[START Given data]
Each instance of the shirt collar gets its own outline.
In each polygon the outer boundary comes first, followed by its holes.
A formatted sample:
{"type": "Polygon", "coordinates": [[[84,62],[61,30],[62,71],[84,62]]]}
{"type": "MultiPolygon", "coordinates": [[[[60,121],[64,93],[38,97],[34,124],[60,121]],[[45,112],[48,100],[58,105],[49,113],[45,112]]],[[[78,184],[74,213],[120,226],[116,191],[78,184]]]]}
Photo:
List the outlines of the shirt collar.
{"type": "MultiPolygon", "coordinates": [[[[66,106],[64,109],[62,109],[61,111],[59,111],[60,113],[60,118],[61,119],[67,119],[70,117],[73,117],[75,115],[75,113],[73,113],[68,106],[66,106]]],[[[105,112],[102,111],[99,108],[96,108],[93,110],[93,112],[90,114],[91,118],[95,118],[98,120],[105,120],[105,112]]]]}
[END Given data]
Goal: Please write out all of the data above word for word.

Result of the exercise:
Each instance of the shirt collar gets its own outline.
In each polygon the outer boundary comes first, followed by its holes.
A formatted sample:
{"type": "Polygon", "coordinates": [[[84,62],[61,30],[62,71],[84,62]]]}
{"type": "MultiPolygon", "coordinates": [[[[60,121],[64,93],[38,97],[34,124],[60,121]],[[45,112],[48,100],[58,105],[49,113],[45,112]]],[[[78,184],[74,213],[120,226],[116,191],[78,184]]]]}
Photo:
List the outlines of the shirt collar.
{"type": "MultiPolygon", "coordinates": [[[[66,106],[64,109],[62,109],[61,111],[59,111],[60,113],[60,118],[61,119],[67,119],[70,117],[73,117],[75,115],[75,113],[73,113],[68,106],[66,106]]],[[[105,112],[102,111],[99,108],[96,108],[93,110],[93,112],[90,114],[91,118],[95,118],[98,120],[105,120],[105,112]]]]}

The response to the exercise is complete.